WHAT YOU ARE ASKED TO DO: Give every entry again, unchanged, and leave its images out.

[Image object location entries]
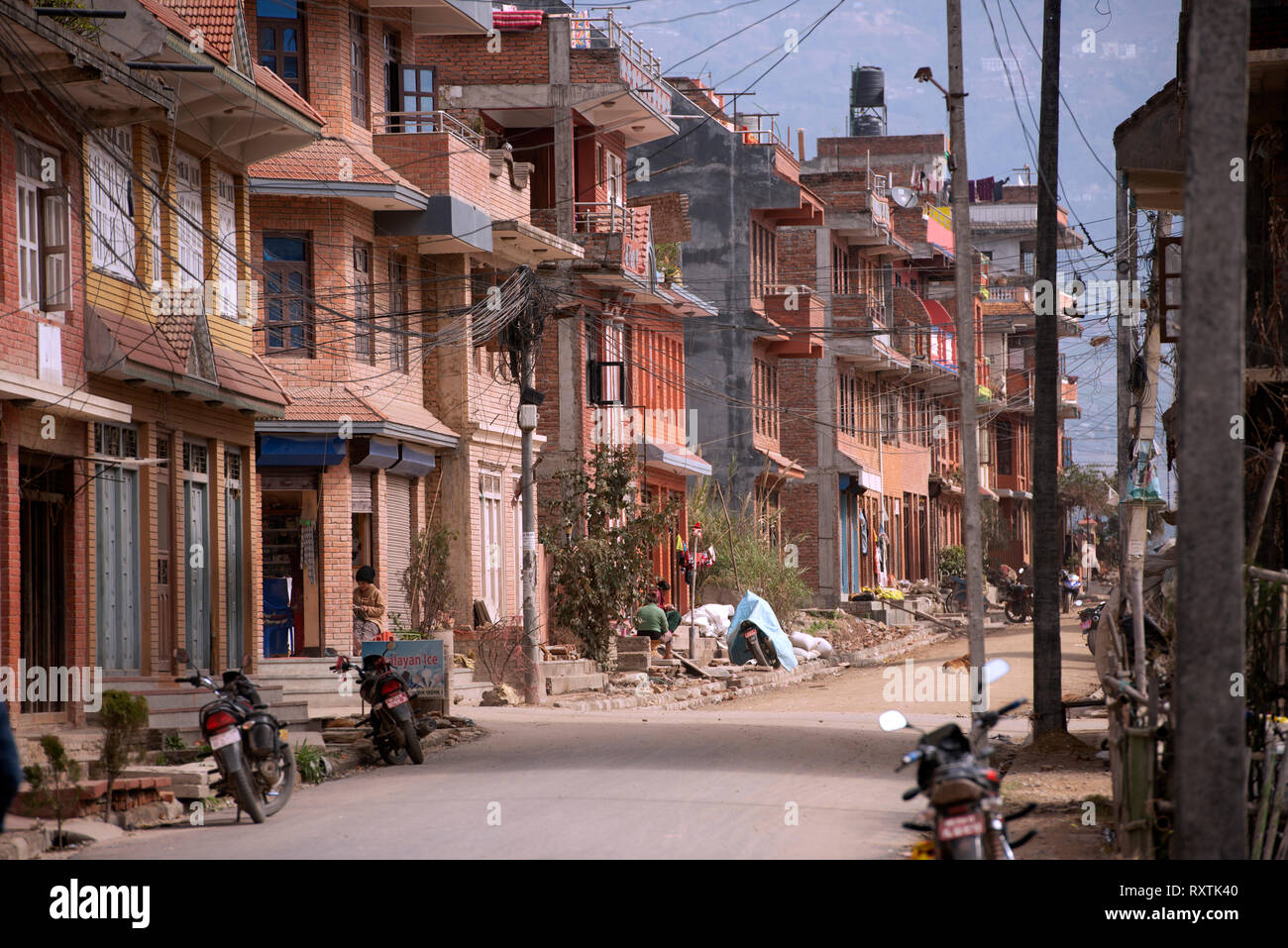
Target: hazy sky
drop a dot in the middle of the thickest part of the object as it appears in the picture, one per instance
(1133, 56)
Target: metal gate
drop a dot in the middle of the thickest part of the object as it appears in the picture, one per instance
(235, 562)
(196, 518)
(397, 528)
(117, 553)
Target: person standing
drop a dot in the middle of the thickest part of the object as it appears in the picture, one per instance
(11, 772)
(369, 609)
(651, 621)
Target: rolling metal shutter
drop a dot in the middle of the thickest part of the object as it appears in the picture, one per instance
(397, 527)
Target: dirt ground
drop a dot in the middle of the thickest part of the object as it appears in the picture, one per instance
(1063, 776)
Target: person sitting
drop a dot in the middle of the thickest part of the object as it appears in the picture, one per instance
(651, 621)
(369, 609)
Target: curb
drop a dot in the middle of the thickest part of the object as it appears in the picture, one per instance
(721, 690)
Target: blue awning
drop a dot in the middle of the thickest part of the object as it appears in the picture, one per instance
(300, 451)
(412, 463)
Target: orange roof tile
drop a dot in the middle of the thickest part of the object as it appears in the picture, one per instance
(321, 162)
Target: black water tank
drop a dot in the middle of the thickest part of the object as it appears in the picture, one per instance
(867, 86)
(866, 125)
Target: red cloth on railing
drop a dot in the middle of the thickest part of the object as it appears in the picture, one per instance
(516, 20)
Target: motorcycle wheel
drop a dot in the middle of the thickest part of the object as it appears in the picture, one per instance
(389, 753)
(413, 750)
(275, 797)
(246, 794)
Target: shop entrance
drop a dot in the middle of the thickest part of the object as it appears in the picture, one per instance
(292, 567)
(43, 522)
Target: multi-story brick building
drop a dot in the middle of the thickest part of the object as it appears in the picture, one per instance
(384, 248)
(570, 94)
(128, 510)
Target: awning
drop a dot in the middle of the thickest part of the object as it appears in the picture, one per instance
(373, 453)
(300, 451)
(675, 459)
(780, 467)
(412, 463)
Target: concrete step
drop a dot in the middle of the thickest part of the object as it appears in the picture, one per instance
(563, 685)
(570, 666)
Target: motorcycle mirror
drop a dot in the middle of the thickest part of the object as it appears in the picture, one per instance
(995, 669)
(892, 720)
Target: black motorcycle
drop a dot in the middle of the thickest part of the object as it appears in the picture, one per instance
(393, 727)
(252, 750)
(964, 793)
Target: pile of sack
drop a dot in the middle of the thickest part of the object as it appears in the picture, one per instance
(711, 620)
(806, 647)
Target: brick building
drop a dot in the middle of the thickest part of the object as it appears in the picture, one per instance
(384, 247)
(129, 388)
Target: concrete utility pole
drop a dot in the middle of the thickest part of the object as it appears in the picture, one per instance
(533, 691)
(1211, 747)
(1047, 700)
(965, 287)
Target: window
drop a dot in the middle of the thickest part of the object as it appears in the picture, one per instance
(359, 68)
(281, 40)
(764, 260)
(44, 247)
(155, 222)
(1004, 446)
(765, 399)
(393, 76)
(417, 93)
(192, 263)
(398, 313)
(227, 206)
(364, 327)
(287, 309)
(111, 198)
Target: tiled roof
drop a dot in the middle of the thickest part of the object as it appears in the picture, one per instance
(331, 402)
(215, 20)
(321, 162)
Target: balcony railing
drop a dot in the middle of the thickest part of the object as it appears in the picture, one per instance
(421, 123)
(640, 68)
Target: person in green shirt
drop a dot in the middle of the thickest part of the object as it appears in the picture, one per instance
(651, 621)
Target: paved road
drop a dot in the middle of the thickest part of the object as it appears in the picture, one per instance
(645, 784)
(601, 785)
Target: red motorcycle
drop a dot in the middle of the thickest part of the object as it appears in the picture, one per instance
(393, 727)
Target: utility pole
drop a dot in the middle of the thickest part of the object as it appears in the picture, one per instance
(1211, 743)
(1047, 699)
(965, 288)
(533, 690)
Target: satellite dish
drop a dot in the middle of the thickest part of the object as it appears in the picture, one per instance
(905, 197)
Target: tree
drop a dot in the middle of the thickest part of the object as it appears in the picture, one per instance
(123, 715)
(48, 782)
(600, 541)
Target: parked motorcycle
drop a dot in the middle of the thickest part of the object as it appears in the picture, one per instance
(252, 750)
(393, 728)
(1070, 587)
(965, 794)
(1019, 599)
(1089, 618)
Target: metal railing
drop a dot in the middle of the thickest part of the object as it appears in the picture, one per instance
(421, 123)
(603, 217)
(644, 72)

REPLY TO THE EXERCISE:
Target: hazy sky
drop a dot in the middle of the thickest part of the object as it appears in the picture, one per instance
(1133, 56)
Target: metal gate
drop a dot in the middle of the thickest part of the object as it appears in the picture, one per instance
(235, 562)
(196, 518)
(397, 528)
(117, 553)
Target: person standing
drop a dot in the middle of the thickest part of the object as it appears in the picture, one per instance
(11, 772)
(369, 609)
(651, 621)
Target: rolling metal shutter
drop a dot in the middle of the thickest part of the object as it appears in the picture, one per instance
(397, 527)
Target: dirt ground
drop a dot in the middle of the thickest part of the object as it appears in the picture, one per instance
(1063, 776)
Target: person sitting
drop a dot in the middle of the thickest part of the object as it appears in the picture, one per instance
(651, 621)
(369, 609)
Target: curb
drop a dot in the middle of the thickest part of the object as it appears in the picture, one per instance
(721, 690)
Target: blue awning
drop a dot in the middle of the thickest part of the object as it appears in the picture, one per instance
(300, 451)
(412, 463)
Target: orange roof tile
drop a dot in the middle of the thickest part of the object as it appears in the picture, one per instance
(321, 162)
Target: black water tank
drop a dot in the middle of the thickest part of the object as it appears in the picture, one per instance
(867, 86)
(866, 125)
Target: red cloth on railing
drop a dot in the middle of the thickest part of the object as it appears in the picture, one per instance
(516, 20)
Target: motorcycle wheel
drop a dot in the middle of the thickest part of the object as it appears in the picture, one per instance
(389, 753)
(413, 750)
(275, 797)
(246, 794)
Target: shop entrance
drop a dot in the middle of the thickest part of the object as it appears in the picture, one per instance
(292, 567)
(43, 522)
Target: multi-story brick building
drop a dot in the middle of the thickest part of the object as it appears in the picture, one per instance
(384, 248)
(570, 94)
(128, 510)
Target: awning
drop a dot in the middle of the thickest part of the object as it appears in the picture, one per instance
(373, 453)
(300, 451)
(675, 459)
(780, 467)
(412, 463)
Target: concrete step
drop a dot in the middle of the thickest part of the object as it appears in the picture, one per instance
(563, 685)
(570, 666)
Target: motorcycle mirror
drop a dot in the middle of the thickest part of the object as it appears in the picture, one per instance
(995, 669)
(892, 720)
Target: black motorcycle
drop a dot in the middle of the thickest part of the object as it appears in the picture, one per instance
(393, 727)
(252, 750)
(964, 793)
Target: pile of sack
drop a dot in the middle of the thickest part of the object as it appears in the picture, one per instance
(711, 620)
(806, 647)
Target: brick building
drop a dot in the middle of the thickest part of the object as it appears in the picture, one per instance
(384, 247)
(129, 388)
Target: concrete utility pole
drop a dot in the middle of the thickest part of the object as it appears in the picture, one per instance
(533, 691)
(1211, 747)
(1047, 700)
(965, 287)
Target: window
drop a dot in the middle of the thickest part of the object as it appears in the picture, one per instance
(359, 68)
(281, 40)
(764, 260)
(44, 247)
(155, 222)
(1004, 446)
(765, 399)
(393, 76)
(417, 93)
(192, 263)
(398, 313)
(227, 206)
(364, 327)
(287, 309)
(111, 198)
Target: tiled roof
drop a dot in the middle of the thickest part of the object as it appears in the picture, one per instance
(331, 402)
(215, 20)
(321, 162)
Target: balcony railing
drop a dot in the middle of the thickest part of the object as it appears in the picture, one per instance
(421, 123)
(640, 68)
Target: person in green shirt
drop a dot in the middle of the thickest part of the object as it appears in the picture, one per instance
(651, 621)
Target: paved road
drop a dot in the middle of the thickest part of the object as it appears in the picture, one per instance
(645, 784)
(601, 785)
Target: red motorcycle
drop a dot in the middle of the thickest part of the object as it appears in the picture, one per instance
(393, 727)
Target: utility pole
drop a dot in the middle of the thickest part of the object as it appears in the picture, one per instance
(1211, 743)
(1047, 699)
(965, 288)
(533, 690)
Target: satellite dish
drop a dot in the middle of the thickest part of the object as it appears in the picture, one per instance
(905, 197)
Target: tree
drop a dot in the middle of the thickest part of the object as it appears in the picture, one per instance
(123, 715)
(48, 782)
(600, 541)
Target: parked motorcycle
drop a dot in the middle of the thickest part of the object as it appears in the picture, one per instance
(252, 750)
(393, 728)
(1070, 587)
(965, 794)
(1019, 599)
(1089, 618)
Target: metal railing
drop a dot in the middle of the thickest part of the object as it appears in the picture, one per instance
(421, 123)
(603, 217)
(644, 72)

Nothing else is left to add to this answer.